When you combine the two facts that (1) women are less likely to have leadership roles and (2) women are socialized to be responsible for planetary care, it reveals a trying cycle in which pressure is placed on women to act empathetically without providing them opportunities to lead. Of course, these dynamics become even more complicated for individuals who identify with multiple marginalized identities and are blocked from even more leadership opportunities.

But despite facing barriers when entering the environmental space, women have made impressive and important strides. There are numerous resources to learn about leaders like Isatou Ceesay. Reading about, talking about, and learning from these women is vital to highlighting the advocacy and efforts of marginalized individuals. But widespread change will result not merely from intentionally including women in every decision involving the Earth (environmentally related or not), but giving these women the opportunity to lead where historically they been excluded.

Material ->

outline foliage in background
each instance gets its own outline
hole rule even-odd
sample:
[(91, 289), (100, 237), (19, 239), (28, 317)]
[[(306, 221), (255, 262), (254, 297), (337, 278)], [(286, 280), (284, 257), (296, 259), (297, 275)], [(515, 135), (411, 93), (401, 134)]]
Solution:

Task goal -> In the passage on women and environmental leadership, reproduce word for word the portion from "When you combine" up to and including "more leadership opportunities.".

The output ->
When you combine the two facts that (1) women are less likely to have leadership roles and (2) women are socialized to be responsible for planetary care, it reveals a trying cycle in which pressure is placed on women to act empathetically without providing them opportunities to lead. Of course, these dynamics become even more complicated for individuals who identify with multiple marginalized identities and are blocked from even more leadership opportunities.